Общеизвестно, что муж Цветаевой Сергей Эфрон, начиная, примерно, с 1930 года активно сотрудничал с советской разведкой, участвовал в ряде её операций, в том числе, и связанных с убийством перебежчика Игнатия Рейсса и похищением генерала Миллера. После его бегства в СССР, французские спецслужбы неоднократно допрашивали Цветаеву. Её участие в деятельности мужа доказано не было. Была ли Цветаева в курсе дел шпионской деятельности мужа или нет, думается, этот вопрос сегодня не стоит – конечно же была в курсе, конечно же знала! Не могла не знать! Эфрон был слабохарактерным, неуверенным в себе человеком, явным неудачником и согласовывал свои действия с женой, которую, безусловно, уважал. Кроме того, на путь прокоммунистических воззрений Цветаева вступила раньше его, еще до эмиграции. Было бы совсем не удивительным, если бы ВЧК обратила внимание на Цветаеву еще до 1922 года. Муж её был на Дону, в 1918 году тайно посетил Москву, сама Цветаева вела беспорядочный образ жизни, материально бедствовала и была безусловно уязвима для шантажа… В таком случае и отъезд её к мужу мог быть не случайным… Ответ на эти вопросы хранят архивы ВЧК-НКВД. Но одно можно сказать с полной уверенностью. В семье Цветаевой и Эфрона обе стороны были просоветскими. Оба в коммунистическом духе воспитывали своих детей. Оба стремились в СССР. Оба внесли свой вклад в союз с Дьяволом. И оба пожали страшные плоды – гибель семьи и самих себя!
3. Национальная самоидентификация Марины Цветаевой менялась с годами и состоит, по крайней мере, из трёх элементов. В ранние годы Цветаева чувствует свою неразрывную, органическую связь с Германией. Об этом однозначно свидетельствует стихотворение «Германия». Это стихотворение датировано первым декабря 1914 года(!). К этому времени уже полным ходом шла первая мировая война и Россия сражалась с Германией. Нет никаких сомнений, на чьей стороне в это время были симпатии Цветаевой:
Тебе, Германия, клянусь.
Пройдут годы и в 1939 Цветаева, потрясенная немецким вторжением в Чехословакию, изменит свои оценки: «(Германия/ Германия!/Германия!/Позор!».В «Поэме конца» (1924) есть две строчки, указывающие и на польские корни и польское самоощущение поэта: «Такова у нас, Маринок,/Спесь, – у нас, полячек-то,». Но главным и доминирующим, безусловно, является русский национальный фундамент, русская принадлежность! Более того, – великорусская! И это значимое обстоятельство связано, в частности, с православной, отчетливо государственной религией Цветаевой. Это снаружи. Внутри – пропасть:»О, я не русская! Россия – как жернов на моей шее! Россия – это моя совесть,…». «Что мне дало славянство? – Право его презирать. (Раз – моё!)»
Цветаева – поэтический гений. Но только поэтический. Наиболее отчетливо её отношение к евреям «изложено» Цветаевой в известном её программном стихотворении «Евреям» от 13 октября 1916 года:
О купина неопалимых роз!

§ **Указания к заданиям**:
**A.** Перепишите дословно часть фрагмента о Цветаевой, которая начинается со слов «Цветаева – поэтический» и заканчивается словами «купина неопалимых роз!».
**B.** Какой датой, согласно фрагменту о Цветаевой, помечено стихотворение «Германия»?
Записи ниже никак не связаны с фрагментом о Цветаевой.

§ **Исходные данные**:
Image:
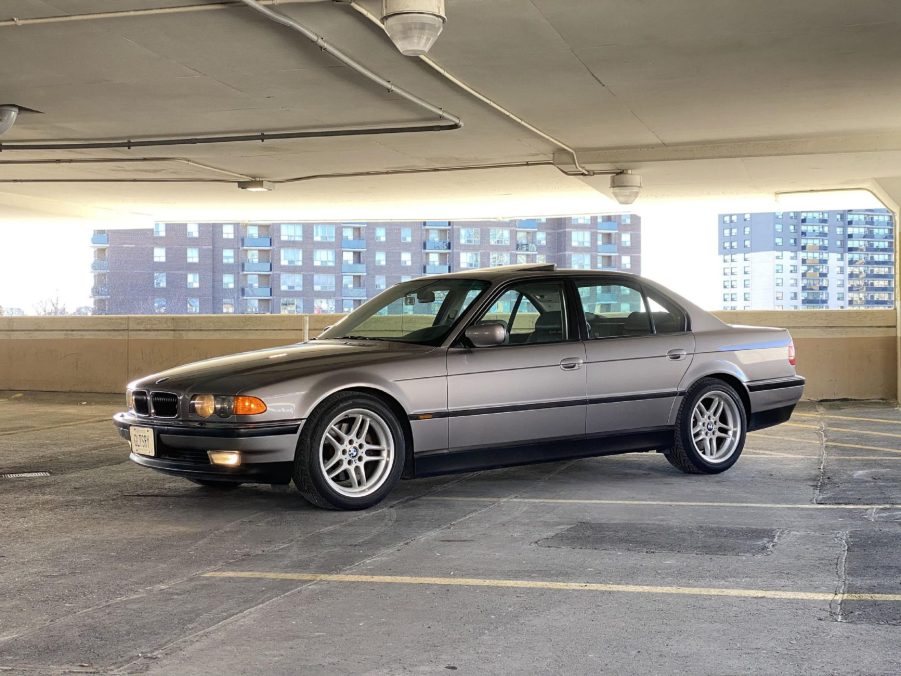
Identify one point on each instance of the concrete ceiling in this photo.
(705, 100)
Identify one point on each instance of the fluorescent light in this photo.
(256, 185)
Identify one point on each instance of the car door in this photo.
(637, 350)
(528, 389)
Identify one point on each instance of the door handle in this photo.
(571, 364)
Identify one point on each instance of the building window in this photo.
(581, 238)
(324, 306)
(499, 236)
(323, 233)
(499, 258)
(323, 282)
(290, 306)
(470, 235)
(291, 256)
(323, 257)
(292, 232)
(581, 261)
(470, 259)
(292, 282)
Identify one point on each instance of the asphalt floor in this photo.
(790, 562)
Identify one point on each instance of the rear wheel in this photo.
(351, 453)
(710, 429)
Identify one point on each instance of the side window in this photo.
(614, 310)
(667, 317)
(533, 312)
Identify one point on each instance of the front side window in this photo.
(421, 311)
(531, 312)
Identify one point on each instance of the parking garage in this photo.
(226, 112)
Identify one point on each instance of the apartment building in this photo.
(807, 260)
(292, 268)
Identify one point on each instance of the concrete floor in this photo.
(789, 562)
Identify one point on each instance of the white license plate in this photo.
(142, 441)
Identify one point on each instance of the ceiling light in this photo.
(256, 185)
(625, 186)
(413, 25)
(8, 115)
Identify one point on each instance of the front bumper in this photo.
(267, 449)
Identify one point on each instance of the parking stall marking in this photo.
(660, 503)
(559, 586)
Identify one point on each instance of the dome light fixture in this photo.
(256, 185)
(8, 115)
(413, 25)
(625, 186)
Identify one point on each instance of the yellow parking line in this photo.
(661, 503)
(561, 586)
(845, 417)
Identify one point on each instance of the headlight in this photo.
(206, 405)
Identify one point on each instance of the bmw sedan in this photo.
(467, 371)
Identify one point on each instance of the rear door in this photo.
(637, 350)
(529, 389)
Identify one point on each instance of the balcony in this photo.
(256, 267)
(437, 245)
(257, 291)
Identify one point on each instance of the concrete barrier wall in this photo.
(843, 353)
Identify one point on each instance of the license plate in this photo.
(142, 441)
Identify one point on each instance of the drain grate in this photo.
(23, 475)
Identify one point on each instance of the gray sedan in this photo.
(466, 371)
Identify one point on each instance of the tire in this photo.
(217, 485)
(350, 454)
(711, 427)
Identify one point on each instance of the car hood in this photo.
(246, 371)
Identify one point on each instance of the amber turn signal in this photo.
(249, 406)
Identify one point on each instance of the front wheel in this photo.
(710, 429)
(351, 453)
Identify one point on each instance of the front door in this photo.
(529, 389)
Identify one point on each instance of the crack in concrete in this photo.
(841, 570)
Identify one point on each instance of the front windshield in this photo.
(422, 311)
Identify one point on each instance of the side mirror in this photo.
(489, 334)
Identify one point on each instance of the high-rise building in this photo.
(808, 260)
(289, 268)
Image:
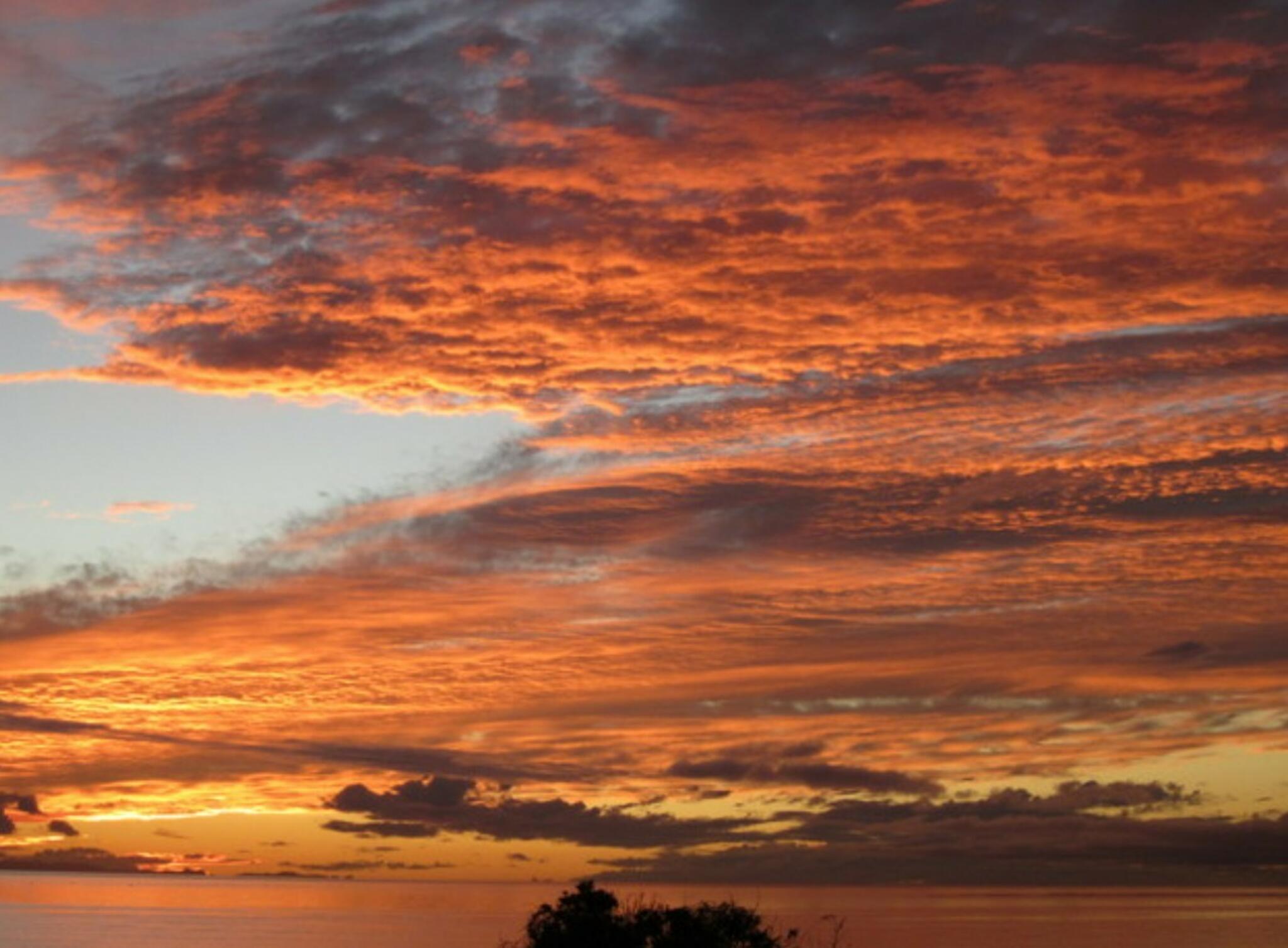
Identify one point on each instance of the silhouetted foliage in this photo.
(592, 917)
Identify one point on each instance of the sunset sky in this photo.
(733, 441)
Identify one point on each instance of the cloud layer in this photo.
(902, 484)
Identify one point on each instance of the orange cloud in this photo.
(897, 408)
(157, 509)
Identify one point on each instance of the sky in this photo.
(706, 441)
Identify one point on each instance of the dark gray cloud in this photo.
(80, 859)
(409, 810)
(817, 776)
(62, 827)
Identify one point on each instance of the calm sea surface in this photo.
(56, 911)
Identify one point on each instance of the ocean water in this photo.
(84, 911)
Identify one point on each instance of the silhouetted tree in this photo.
(591, 917)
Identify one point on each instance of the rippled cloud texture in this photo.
(903, 489)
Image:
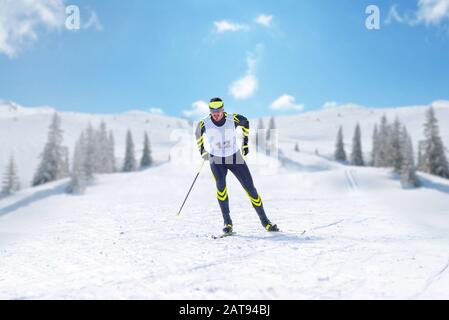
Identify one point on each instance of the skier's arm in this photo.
(241, 121)
(199, 135)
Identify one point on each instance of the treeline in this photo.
(94, 153)
(392, 147)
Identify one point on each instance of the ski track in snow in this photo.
(126, 242)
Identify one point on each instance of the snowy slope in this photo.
(366, 238)
(23, 133)
(317, 130)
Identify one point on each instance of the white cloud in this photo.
(93, 22)
(330, 105)
(224, 25)
(199, 108)
(22, 20)
(432, 11)
(156, 111)
(246, 86)
(428, 12)
(393, 15)
(264, 20)
(286, 102)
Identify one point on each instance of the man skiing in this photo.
(220, 130)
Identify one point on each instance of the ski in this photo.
(224, 235)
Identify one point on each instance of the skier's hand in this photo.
(205, 156)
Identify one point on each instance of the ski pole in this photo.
(191, 187)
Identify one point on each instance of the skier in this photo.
(224, 154)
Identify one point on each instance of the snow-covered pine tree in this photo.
(90, 157)
(51, 167)
(297, 147)
(129, 163)
(383, 146)
(421, 145)
(409, 179)
(146, 160)
(78, 177)
(340, 153)
(357, 153)
(102, 153)
(111, 151)
(66, 166)
(375, 151)
(395, 146)
(260, 136)
(11, 182)
(434, 159)
(271, 126)
(271, 143)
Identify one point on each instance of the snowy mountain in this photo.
(23, 133)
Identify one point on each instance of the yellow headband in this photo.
(216, 105)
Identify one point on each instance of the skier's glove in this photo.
(205, 156)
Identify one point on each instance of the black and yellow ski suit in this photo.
(237, 165)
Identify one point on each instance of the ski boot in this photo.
(272, 228)
(228, 229)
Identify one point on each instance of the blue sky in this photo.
(169, 55)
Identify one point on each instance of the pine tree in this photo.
(421, 147)
(129, 164)
(271, 126)
(357, 154)
(375, 151)
(409, 178)
(111, 151)
(395, 146)
(340, 153)
(66, 165)
(51, 167)
(260, 136)
(146, 160)
(271, 142)
(103, 151)
(383, 144)
(90, 159)
(11, 182)
(297, 147)
(434, 159)
(78, 178)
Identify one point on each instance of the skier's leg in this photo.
(241, 171)
(219, 172)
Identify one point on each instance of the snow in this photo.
(366, 237)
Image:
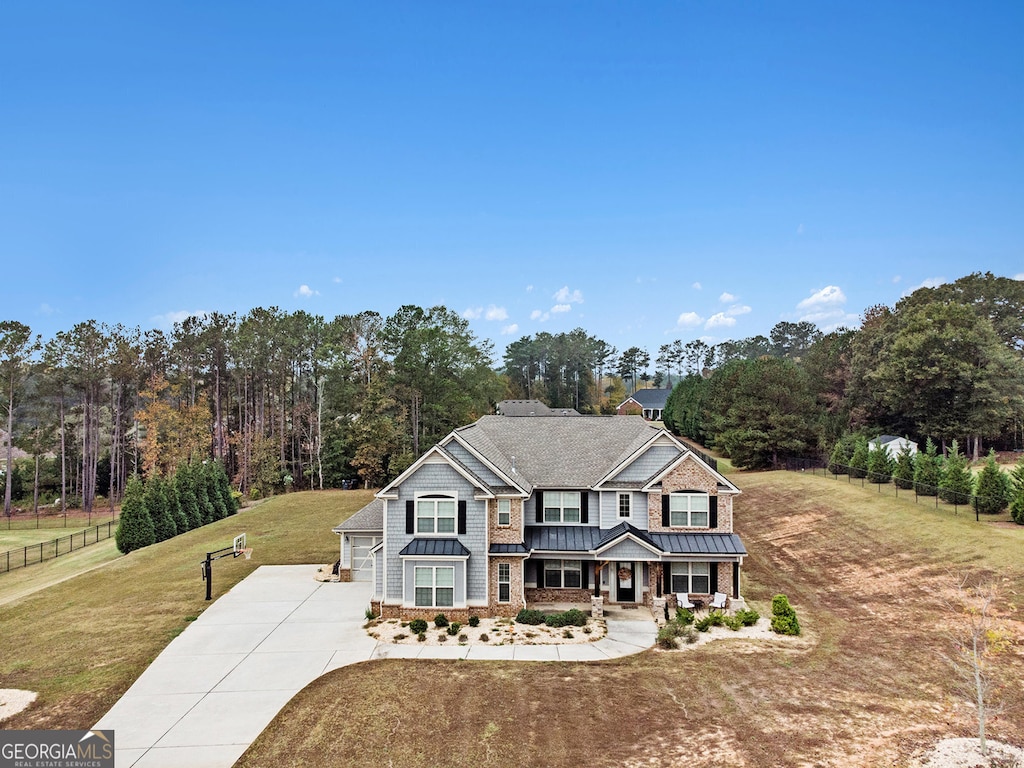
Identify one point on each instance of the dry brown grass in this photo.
(867, 690)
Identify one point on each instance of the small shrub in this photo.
(418, 626)
(529, 615)
(748, 616)
(684, 616)
(667, 636)
(783, 617)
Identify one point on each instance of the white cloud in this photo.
(826, 296)
(166, 322)
(720, 320)
(689, 320)
(497, 313)
(564, 296)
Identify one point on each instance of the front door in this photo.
(625, 585)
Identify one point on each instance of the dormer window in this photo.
(435, 514)
(688, 509)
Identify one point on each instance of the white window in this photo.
(561, 506)
(688, 509)
(504, 583)
(690, 577)
(504, 511)
(435, 514)
(625, 504)
(434, 586)
(562, 573)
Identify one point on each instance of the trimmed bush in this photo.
(529, 615)
(418, 626)
(783, 617)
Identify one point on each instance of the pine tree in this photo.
(1017, 493)
(174, 506)
(156, 505)
(858, 462)
(880, 466)
(903, 472)
(186, 496)
(927, 470)
(956, 483)
(206, 509)
(992, 493)
(135, 527)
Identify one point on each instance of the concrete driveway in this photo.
(218, 684)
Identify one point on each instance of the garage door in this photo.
(363, 563)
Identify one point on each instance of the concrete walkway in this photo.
(216, 686)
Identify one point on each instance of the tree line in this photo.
(288, 400)
(943, 364)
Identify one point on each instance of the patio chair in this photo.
(683, 601)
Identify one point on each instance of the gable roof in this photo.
(557, 453)
(648, 397)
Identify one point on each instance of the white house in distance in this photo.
(893, 445)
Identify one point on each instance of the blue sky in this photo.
(647, 171)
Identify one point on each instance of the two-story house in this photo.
(514, 510)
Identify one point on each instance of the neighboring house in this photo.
(511, 511)
(531, 408)
(893, 445)
(647, 402)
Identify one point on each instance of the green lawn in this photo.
(82, 642)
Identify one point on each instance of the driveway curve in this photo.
(217, 685)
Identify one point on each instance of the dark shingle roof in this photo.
(370, 517)
(435, 548)
(558, 453)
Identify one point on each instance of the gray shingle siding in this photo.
(646, 465)
(437, 478)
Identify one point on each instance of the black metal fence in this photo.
(37, 553)
(922, 493)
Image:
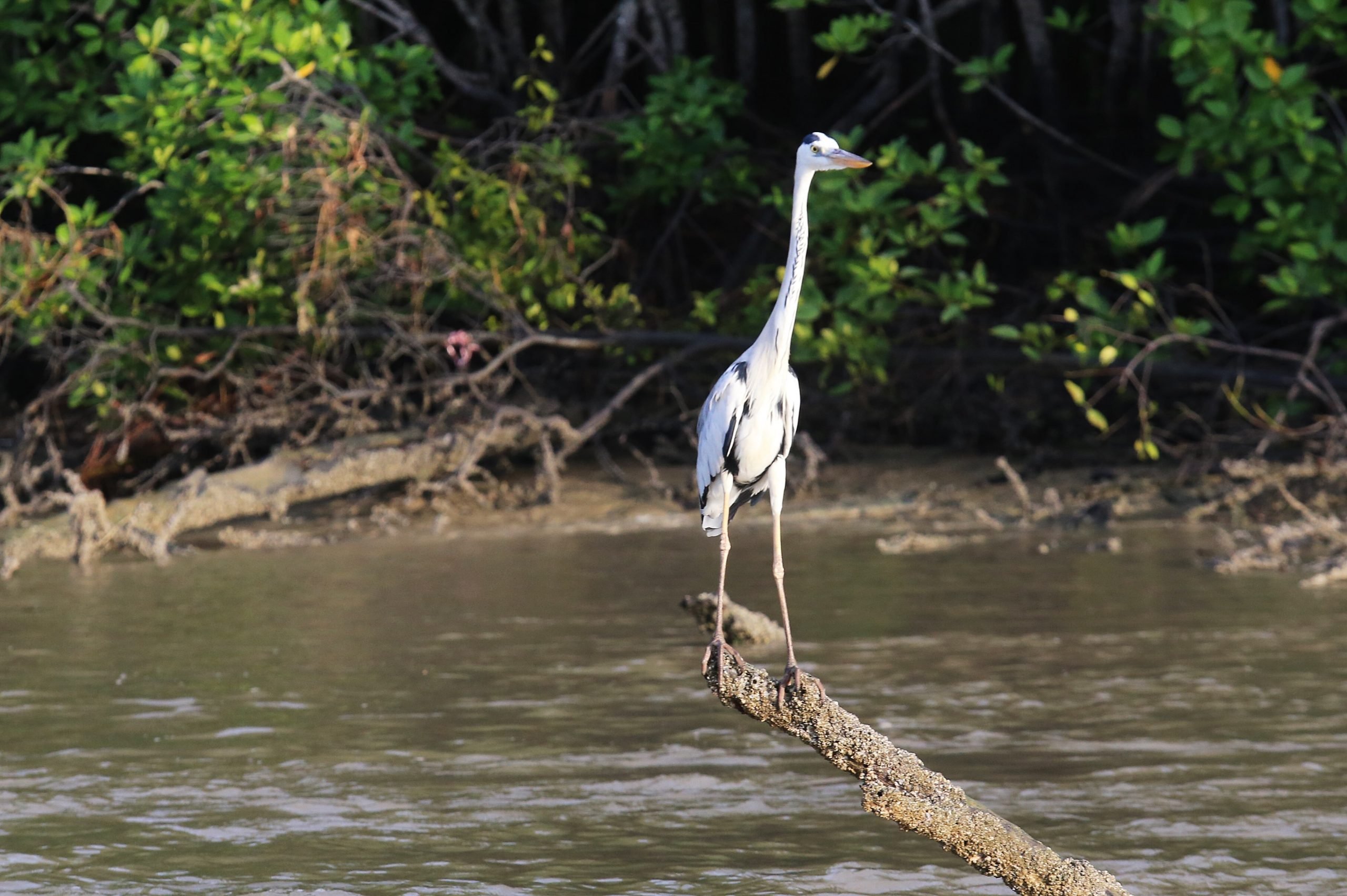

§ **Список решений**:
**A.**
Цветаева – поэтический гений. Но только поэтический. Наиболее отчетливо её отношение к евреям «изложено» Цветаевой в известном её программном стихотворении «Евреям» от 13 октября 1916 года:
О купина неопалимых роз!

**B.** Первым декабря 1914 года.